* WORK TO DO
Copy exactly the lines from the one containing "Practice step: label each instance of the white chapel" through the last line of the records, both included, and nothing more.

* A run of records
## START
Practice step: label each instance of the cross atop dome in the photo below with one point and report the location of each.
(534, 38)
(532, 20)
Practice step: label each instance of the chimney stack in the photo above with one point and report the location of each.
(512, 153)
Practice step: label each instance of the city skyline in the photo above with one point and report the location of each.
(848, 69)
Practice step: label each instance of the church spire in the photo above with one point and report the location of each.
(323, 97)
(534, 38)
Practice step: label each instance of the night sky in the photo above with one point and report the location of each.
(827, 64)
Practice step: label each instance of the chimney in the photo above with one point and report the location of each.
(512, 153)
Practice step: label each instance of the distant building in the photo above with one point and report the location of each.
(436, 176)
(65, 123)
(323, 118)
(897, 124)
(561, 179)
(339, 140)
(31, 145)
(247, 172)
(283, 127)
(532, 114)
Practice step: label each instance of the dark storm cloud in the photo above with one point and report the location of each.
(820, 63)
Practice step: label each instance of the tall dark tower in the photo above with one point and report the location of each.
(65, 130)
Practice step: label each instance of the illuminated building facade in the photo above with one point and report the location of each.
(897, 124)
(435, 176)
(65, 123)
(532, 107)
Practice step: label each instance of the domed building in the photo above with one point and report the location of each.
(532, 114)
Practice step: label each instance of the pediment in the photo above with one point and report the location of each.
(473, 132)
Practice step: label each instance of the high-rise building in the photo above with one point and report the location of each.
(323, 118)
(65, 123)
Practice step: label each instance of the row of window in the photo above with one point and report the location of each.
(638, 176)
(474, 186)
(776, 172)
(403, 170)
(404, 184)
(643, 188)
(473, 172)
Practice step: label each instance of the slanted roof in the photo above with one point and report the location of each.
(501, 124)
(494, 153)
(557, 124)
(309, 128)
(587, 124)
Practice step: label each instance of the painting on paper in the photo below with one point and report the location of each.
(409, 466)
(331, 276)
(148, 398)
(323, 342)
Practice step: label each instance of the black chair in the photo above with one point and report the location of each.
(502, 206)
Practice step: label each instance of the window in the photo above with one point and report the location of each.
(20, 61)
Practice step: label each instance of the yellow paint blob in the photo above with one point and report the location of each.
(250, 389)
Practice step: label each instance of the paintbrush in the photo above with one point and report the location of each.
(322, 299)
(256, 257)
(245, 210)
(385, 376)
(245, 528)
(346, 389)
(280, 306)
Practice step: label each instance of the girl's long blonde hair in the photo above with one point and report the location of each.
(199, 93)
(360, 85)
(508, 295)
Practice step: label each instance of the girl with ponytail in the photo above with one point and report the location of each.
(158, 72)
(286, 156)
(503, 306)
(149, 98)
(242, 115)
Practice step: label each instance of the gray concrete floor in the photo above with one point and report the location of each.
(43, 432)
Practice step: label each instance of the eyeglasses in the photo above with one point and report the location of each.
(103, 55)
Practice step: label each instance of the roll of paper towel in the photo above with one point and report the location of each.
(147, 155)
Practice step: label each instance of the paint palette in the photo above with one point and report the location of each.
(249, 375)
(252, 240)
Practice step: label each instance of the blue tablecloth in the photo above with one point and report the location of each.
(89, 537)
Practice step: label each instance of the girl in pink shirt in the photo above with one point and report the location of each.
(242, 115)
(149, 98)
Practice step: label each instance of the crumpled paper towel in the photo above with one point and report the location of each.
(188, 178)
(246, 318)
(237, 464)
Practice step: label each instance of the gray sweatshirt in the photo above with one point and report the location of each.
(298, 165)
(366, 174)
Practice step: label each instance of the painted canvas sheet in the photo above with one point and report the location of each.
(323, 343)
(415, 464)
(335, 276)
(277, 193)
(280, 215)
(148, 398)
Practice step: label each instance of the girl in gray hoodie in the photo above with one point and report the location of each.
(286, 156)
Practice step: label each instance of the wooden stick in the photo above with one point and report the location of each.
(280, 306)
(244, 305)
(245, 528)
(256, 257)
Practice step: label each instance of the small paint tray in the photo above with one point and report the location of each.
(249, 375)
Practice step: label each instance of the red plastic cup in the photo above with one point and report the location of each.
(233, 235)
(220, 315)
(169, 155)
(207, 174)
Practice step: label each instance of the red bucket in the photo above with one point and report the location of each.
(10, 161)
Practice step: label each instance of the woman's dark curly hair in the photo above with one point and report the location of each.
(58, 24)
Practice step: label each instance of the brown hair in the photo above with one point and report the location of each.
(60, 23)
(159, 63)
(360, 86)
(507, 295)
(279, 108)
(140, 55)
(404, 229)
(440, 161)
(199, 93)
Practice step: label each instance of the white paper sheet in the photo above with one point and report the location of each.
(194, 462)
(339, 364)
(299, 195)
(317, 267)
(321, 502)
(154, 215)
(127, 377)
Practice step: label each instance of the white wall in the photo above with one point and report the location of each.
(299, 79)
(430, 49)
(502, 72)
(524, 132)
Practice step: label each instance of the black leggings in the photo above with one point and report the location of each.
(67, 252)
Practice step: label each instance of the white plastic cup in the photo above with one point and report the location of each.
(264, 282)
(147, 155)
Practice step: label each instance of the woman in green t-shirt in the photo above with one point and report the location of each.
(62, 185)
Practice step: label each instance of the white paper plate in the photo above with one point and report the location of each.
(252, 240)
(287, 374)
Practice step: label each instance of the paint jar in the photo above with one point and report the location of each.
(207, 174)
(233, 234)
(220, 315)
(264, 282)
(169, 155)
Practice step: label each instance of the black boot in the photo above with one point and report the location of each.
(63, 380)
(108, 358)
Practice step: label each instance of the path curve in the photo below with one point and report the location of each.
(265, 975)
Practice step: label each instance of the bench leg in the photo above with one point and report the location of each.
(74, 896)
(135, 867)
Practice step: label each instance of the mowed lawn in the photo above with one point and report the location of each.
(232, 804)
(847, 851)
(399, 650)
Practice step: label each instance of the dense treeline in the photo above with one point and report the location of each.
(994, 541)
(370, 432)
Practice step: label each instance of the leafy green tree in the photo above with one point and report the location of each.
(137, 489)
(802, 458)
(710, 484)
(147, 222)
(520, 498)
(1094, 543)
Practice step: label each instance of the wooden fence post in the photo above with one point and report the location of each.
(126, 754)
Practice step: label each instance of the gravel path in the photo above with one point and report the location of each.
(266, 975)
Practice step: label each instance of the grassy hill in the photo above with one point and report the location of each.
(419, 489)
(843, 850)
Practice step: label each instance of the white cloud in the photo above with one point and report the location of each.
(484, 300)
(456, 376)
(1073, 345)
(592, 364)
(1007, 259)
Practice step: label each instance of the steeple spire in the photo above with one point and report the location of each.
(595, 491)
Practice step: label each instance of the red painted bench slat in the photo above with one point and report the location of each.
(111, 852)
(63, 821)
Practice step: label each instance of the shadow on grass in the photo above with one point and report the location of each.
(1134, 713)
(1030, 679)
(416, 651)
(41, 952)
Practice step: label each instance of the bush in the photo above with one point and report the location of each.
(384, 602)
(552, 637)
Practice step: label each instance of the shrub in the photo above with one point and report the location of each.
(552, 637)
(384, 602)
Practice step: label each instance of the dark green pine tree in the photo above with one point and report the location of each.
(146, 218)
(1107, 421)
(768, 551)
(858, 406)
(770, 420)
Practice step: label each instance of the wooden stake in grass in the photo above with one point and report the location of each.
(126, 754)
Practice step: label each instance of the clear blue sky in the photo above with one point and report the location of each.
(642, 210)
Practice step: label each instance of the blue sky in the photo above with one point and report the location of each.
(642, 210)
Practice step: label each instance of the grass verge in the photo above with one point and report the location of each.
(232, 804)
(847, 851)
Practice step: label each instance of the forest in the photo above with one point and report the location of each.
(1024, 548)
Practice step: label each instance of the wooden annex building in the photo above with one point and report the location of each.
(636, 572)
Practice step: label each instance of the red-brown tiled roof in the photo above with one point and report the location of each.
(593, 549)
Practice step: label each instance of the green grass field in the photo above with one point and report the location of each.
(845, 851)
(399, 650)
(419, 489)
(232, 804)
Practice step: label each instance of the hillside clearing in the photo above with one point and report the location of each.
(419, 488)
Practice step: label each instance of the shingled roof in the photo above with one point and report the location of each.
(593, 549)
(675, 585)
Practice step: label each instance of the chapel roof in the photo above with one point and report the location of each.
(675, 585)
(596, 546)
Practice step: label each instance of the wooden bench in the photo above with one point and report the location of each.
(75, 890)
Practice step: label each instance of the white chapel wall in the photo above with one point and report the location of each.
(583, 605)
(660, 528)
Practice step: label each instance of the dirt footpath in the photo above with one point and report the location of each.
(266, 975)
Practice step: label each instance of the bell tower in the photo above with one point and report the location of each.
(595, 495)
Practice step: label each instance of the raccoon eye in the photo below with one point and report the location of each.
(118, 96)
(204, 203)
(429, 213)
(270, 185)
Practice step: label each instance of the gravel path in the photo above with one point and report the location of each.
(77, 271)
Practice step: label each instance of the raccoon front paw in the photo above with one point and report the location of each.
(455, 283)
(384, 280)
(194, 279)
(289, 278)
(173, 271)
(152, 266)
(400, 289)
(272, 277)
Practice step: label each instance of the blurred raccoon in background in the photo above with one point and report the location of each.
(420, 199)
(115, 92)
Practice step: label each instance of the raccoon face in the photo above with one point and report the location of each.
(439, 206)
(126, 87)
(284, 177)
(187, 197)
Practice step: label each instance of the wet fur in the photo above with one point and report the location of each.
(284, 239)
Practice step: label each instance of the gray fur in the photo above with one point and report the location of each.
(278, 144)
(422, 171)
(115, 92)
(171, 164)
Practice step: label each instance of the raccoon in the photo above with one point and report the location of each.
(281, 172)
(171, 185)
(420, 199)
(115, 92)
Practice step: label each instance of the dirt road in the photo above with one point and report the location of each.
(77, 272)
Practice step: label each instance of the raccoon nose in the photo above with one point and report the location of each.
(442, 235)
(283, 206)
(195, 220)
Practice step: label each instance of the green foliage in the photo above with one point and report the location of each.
## END
* RESULT FOR THIS TASK
Practice step: label each instance of the white chapel wall in the photo above with one point and report the location of each.
(583, 605)
(660, 528)
Practice step: label each instance of the dirt footpath in the photo above with one point and report the location of each.
(266, 975)
Practice step: label each instance of the bell tower in the photo above with one point and report the location of each.
(595, 495)
Practice step: label each instance of the raccoon eye in the photo below with one point and report the location of each.
(118, 96)
(204, 203)
(429, 213)
(270, 185)
Practice step: label each instance of the gravel path in the photo above with one point and report the location of each.
(77, 271)
Practice step: label each instance of the raccoon front paw in the photo above with one point and report the location of each.
(455, 283)
(384, 280)
(194, 279)
(289, 278)
(173, 271)
(152, 266)
(400, 289)
(272, 277)
Practice step: label each instance of the blurred raccoon in background in the photo above with one point and report the location of each.
(420, 199)
(115, 92)
Practice step: label each instance of the raccoon face in the photo above with one point and report the location of each.
(439, 206)
(126, 87)
(284, 177)
(187, 197)
Practice step: label each instance of the wet fur in the photo above with one point and report the location of each.
(284, 239)
Practice step: label each instance of the gray fur in the photo above with one point and report the location of each.
(278, 144)
(422, 171)
(115, 92)
(171, 164)
Practice step: label each instance of the raccoon in the photo above with one point and report the location of each.
(281, 172)
(171, 185)
(420, 199)
(115, 92)
Practice step: label each instance of the dirt road in the photo above with one point and report the location of each.
(77, 272)
Practice step: label each instance of the raccoon nose in the photo above with one point and report the location of each.
(442, 235)
(283, 206)
(195, 220)
Practice step: label each instance of the green foliage in the photo above with one point and report the location of each.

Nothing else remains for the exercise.